**Extract:**
[Start of section]

There has been an emphasis on the discoveries of determining factors in society. To have a complete picture of what humans are capable these factors need to be complemented with acknowledging the human capacity to decide a meaningful response to the environment. To bring awareness of the human capacity to freely respond to reality in spite of conditioning factors according to reasonable judgment is one of the roles of education and psychotherapy.

For example, we may reach conclusions through statistical research about the influence of the economy on mental health and how an economic crisis situation can precipitate a mental health deterioration on predisposed individuals. The person can feel excluded from the community or develop low self-esteem because it becomes impossible to keep up with expectations of society. On the other hand each individual can develop the capacity not to be completely determined by such external factors. This is the time to look outwards to what can be done to improve the situation which may benefit the community as a whole.

The person needs to take the initiative beyond expectations in their particular circumstances to the benefit of the community even though the community is not expecting much from the person. Leaders in position of power have it easier to exercise this capacity of outreaching to the community since this is what is expected from them, but individuals suffering from lack of employment, failure, marginalization, the effects of immigration, minorities, chronically ill, disabled, etc., are not expected to contribute much to the community, and their input is perceived at times bothersome and unwelcome. These are the individuals who require to mobilize the resources of the human spirit the most in order to reaffirm their dignity, uniqueness and humanity. In essence, to become leaders, or agents of change in their own right.

The first step to strengthen the capacities of the human spirit is an invisible change that happens inside the person to perceive the world not as a threat but as a place to explore and improve. From the time the person starts to think about how to reach out to others rather than focusing only on personal problems there starts to be a benefit for the community. This internal spiritual change, may translate into action, to alleviate the suffering of those around the person.

[End of section]

**Task 1:**
Answer these questions on the text on the human spirit:
(a) Which two fields does the text name as having the role of bringing awareness of the human capacity to respond freely to reality?
(b) What can an economic crisis situation precipitate in predisposed individuals?
(c) What does the text call the first step to strengthen the capacities of the human spirit?
**Task 2:**
Transcribe the part of the text on the human spirit that opens with the words containing "The first step" and closes with "around the person.".

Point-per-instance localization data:
[Start of section]

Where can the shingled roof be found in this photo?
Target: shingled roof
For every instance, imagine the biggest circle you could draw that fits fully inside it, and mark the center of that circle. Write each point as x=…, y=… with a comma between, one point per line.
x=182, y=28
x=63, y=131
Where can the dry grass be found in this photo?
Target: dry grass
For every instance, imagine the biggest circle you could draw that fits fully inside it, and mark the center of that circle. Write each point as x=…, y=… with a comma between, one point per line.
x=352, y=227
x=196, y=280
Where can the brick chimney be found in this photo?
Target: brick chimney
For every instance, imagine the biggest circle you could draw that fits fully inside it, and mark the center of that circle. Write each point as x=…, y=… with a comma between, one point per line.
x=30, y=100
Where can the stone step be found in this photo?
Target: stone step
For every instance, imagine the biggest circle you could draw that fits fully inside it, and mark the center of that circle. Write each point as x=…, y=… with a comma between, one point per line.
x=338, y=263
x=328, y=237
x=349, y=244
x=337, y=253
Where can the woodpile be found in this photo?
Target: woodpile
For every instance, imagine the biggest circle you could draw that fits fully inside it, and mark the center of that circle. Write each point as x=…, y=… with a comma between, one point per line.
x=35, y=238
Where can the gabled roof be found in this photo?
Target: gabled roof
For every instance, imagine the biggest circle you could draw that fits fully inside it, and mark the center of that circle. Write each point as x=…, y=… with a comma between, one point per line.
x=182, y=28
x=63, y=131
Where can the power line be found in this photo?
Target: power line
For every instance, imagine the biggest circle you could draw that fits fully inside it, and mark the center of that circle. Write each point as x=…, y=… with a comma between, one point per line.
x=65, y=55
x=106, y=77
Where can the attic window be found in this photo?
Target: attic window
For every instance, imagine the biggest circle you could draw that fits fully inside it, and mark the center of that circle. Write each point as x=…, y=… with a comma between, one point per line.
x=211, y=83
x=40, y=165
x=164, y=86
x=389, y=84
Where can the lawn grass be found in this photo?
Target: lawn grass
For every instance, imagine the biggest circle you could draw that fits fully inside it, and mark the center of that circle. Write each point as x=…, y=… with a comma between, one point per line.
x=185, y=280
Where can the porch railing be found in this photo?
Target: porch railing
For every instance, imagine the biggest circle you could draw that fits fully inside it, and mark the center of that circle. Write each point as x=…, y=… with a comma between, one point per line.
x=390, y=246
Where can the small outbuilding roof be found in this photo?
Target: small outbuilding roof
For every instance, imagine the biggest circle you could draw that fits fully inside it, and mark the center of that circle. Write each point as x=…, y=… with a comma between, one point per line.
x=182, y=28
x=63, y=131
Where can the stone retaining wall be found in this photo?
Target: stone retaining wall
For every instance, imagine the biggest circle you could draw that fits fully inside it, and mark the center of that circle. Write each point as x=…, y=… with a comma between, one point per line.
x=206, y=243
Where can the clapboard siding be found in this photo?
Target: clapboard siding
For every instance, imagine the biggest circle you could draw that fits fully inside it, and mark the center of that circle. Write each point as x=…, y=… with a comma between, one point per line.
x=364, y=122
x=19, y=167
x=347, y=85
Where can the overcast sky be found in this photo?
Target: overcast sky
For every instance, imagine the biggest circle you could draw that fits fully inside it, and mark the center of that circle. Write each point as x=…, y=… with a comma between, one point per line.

[End of section]

**Your solution 1:**
(a) Education and psychotherapy.
(b) A mental health deterioration.
(c) An invisible change inside the person to perceive the world not as a threat but as a place to explore and improve.

**Your solution 2:**
The first step to strengthen the capacities of the human spirit is an invisible change that happens inside the person to perceive the world not as a threat but as a place to explore and improve. From the time the person starts to think about how to reach out to others rather than focusing only on personal problems there starts to be a benefit for the community. This internal spiritual change, may translate into action, to alleviate the suffering of those around the person.